Items from a data source:
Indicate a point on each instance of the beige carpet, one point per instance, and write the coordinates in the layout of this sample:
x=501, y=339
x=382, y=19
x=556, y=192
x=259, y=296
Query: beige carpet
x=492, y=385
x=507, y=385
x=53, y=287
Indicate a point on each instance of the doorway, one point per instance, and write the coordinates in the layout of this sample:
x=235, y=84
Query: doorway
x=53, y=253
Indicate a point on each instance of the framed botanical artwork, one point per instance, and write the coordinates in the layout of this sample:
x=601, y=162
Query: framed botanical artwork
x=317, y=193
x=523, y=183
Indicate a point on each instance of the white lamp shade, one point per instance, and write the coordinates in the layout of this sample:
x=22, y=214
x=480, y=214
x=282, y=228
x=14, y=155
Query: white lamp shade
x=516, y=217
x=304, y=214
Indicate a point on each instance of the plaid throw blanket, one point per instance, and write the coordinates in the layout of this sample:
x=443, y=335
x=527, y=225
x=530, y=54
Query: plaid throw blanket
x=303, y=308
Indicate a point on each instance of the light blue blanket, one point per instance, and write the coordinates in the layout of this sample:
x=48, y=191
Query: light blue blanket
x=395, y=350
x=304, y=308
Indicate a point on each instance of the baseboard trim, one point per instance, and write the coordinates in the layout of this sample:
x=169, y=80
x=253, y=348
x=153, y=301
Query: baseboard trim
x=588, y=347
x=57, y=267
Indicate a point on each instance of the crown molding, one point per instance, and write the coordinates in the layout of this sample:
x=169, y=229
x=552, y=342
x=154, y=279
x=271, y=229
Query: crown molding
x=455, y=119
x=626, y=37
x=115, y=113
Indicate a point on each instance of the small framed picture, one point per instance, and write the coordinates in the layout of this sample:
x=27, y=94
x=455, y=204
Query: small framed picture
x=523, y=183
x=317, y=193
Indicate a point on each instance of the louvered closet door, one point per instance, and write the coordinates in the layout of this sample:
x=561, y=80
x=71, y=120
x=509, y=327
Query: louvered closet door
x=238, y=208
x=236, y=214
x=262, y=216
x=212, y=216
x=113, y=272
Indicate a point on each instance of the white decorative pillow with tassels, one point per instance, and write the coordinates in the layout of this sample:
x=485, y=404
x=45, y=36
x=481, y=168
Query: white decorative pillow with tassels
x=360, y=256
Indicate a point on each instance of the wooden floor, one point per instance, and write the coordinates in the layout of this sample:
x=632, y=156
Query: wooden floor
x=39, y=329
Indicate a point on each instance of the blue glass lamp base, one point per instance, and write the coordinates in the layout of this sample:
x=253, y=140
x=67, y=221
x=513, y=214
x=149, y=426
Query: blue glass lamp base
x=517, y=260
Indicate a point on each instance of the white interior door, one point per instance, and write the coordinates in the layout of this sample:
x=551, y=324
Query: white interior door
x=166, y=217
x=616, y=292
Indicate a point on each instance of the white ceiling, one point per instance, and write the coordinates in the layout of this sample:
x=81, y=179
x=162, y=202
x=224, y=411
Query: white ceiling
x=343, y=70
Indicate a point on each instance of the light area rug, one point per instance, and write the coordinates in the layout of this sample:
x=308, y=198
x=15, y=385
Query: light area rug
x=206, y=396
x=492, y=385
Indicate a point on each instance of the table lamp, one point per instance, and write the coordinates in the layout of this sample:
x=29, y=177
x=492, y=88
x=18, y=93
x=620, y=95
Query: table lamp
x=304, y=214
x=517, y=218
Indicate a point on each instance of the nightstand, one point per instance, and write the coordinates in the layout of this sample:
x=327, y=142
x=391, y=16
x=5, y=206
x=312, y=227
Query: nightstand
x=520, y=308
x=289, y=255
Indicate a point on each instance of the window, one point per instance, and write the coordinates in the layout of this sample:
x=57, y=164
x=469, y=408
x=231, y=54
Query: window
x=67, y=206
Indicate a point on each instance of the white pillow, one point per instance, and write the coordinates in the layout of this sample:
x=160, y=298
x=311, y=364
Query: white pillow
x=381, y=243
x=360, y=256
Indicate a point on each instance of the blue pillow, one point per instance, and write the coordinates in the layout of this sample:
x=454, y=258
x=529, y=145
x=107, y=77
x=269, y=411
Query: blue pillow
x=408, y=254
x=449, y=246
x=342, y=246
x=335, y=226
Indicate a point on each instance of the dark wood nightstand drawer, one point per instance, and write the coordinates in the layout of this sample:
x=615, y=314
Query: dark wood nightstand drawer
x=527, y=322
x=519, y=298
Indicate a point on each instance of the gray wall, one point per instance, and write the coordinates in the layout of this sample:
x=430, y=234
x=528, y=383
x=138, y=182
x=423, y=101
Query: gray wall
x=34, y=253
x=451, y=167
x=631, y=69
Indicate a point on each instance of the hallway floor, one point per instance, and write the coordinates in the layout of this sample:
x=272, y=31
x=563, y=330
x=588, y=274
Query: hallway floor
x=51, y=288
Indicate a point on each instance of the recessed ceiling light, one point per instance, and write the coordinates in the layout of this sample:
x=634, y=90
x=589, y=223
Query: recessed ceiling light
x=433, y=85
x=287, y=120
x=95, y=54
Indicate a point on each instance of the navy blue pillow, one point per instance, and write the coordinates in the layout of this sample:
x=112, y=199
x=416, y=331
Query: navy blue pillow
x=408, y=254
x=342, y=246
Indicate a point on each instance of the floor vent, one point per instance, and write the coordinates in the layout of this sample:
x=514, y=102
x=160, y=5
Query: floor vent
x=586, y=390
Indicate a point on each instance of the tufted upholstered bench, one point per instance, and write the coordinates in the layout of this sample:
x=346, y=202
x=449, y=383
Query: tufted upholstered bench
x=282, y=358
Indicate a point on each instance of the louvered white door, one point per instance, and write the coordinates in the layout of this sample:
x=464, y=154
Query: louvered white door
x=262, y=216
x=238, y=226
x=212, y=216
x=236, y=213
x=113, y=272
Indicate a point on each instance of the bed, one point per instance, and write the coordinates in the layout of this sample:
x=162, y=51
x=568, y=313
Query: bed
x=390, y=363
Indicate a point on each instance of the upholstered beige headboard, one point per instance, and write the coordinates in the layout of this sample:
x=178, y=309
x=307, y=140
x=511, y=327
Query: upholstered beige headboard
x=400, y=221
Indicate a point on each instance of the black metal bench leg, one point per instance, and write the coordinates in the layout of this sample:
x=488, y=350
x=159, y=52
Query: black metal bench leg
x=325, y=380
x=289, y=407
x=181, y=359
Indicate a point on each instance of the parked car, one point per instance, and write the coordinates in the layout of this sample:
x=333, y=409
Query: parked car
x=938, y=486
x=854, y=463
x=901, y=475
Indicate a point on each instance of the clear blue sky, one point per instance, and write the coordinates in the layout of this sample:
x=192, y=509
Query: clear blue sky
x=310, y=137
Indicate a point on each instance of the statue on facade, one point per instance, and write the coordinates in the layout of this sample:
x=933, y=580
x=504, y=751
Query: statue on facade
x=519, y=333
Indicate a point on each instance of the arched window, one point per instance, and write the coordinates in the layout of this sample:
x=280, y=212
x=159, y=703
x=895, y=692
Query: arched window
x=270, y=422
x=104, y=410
...
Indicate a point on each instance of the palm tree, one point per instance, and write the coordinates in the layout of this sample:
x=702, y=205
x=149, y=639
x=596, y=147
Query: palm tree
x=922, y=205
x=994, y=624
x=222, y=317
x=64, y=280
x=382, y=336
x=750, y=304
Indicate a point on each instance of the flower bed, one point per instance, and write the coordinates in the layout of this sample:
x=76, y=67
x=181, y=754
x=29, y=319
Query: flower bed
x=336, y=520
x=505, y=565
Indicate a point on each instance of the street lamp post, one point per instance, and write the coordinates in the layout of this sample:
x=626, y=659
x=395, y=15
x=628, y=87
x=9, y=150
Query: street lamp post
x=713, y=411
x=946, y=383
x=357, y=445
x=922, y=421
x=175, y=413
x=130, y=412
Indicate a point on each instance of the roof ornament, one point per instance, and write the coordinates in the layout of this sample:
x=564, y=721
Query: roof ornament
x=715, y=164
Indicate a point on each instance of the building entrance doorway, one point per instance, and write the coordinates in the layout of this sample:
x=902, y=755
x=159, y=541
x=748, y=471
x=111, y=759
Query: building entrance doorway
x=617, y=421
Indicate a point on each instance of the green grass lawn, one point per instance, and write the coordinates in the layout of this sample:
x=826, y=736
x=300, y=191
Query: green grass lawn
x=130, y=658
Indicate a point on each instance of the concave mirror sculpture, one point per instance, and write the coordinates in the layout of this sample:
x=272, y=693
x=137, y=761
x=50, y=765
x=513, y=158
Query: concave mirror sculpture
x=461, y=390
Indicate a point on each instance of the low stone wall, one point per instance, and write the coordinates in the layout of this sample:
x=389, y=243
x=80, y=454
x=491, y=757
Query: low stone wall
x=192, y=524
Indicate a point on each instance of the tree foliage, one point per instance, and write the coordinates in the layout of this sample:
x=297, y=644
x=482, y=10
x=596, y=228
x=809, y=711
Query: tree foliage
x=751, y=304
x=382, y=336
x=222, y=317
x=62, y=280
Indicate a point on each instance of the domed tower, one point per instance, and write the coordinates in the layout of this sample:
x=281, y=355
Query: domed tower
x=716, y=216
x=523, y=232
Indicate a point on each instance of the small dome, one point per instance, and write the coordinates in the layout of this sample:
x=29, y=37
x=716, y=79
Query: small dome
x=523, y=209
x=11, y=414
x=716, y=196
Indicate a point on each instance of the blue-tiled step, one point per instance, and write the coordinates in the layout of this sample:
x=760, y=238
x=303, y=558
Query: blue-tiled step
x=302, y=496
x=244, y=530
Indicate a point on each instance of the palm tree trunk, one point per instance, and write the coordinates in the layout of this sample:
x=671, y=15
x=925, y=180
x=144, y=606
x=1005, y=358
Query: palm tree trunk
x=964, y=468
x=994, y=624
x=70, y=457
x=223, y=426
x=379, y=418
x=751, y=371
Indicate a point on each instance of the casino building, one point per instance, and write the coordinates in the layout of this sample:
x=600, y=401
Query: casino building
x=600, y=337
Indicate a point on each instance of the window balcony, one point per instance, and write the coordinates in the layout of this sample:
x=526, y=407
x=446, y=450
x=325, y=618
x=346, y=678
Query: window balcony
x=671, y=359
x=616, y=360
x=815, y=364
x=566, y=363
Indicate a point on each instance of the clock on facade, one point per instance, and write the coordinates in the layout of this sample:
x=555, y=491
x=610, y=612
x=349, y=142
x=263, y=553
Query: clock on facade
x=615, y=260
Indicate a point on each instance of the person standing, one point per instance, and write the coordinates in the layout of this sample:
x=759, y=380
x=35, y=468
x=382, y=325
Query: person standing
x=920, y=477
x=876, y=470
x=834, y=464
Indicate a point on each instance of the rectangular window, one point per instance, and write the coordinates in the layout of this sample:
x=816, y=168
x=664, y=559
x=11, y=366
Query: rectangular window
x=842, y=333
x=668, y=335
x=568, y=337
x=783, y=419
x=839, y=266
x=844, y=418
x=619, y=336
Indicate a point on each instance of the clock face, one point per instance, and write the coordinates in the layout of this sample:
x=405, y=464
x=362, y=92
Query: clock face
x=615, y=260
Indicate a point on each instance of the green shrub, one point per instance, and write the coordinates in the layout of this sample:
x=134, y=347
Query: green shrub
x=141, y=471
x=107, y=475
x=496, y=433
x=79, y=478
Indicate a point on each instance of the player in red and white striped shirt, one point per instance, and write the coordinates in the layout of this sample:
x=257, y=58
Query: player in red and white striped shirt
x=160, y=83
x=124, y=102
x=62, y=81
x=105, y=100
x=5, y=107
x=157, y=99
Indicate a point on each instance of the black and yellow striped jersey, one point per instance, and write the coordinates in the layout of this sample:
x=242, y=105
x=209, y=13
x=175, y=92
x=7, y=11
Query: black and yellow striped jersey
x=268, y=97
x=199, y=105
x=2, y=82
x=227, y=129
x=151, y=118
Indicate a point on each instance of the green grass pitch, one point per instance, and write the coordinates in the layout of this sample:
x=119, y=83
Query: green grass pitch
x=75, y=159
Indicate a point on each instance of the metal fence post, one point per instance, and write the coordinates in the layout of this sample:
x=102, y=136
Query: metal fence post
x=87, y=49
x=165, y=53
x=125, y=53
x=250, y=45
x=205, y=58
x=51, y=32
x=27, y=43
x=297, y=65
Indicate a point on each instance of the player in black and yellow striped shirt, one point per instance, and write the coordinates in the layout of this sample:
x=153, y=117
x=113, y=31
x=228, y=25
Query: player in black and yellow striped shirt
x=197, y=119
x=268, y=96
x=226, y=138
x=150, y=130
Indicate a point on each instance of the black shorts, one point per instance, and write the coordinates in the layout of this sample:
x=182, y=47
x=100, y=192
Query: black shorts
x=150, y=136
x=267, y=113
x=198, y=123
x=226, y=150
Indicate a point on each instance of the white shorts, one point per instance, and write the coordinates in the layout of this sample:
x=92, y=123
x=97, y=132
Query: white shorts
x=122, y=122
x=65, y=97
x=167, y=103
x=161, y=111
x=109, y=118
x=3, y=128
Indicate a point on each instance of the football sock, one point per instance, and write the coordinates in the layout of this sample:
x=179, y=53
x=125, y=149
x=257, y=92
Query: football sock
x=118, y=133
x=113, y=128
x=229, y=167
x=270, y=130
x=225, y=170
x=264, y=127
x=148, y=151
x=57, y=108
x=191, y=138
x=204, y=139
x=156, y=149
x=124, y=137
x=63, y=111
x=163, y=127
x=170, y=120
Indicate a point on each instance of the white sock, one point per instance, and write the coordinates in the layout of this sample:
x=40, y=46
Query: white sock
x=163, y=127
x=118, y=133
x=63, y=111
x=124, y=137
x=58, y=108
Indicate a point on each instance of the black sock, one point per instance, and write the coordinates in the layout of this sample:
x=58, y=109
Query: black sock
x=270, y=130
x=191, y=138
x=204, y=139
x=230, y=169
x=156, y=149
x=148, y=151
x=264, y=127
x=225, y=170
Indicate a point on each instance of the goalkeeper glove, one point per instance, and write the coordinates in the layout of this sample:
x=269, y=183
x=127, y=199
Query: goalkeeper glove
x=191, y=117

_EXERCISE PROMPT_. Locate each line in the material above that contains the string "table", and copy those lines.

_EXPECTED ANSWER_.
Indicate a point on each instance of the table lamp, one point per instance, and write the coordinates in the layout of this sample:
Query: table lamp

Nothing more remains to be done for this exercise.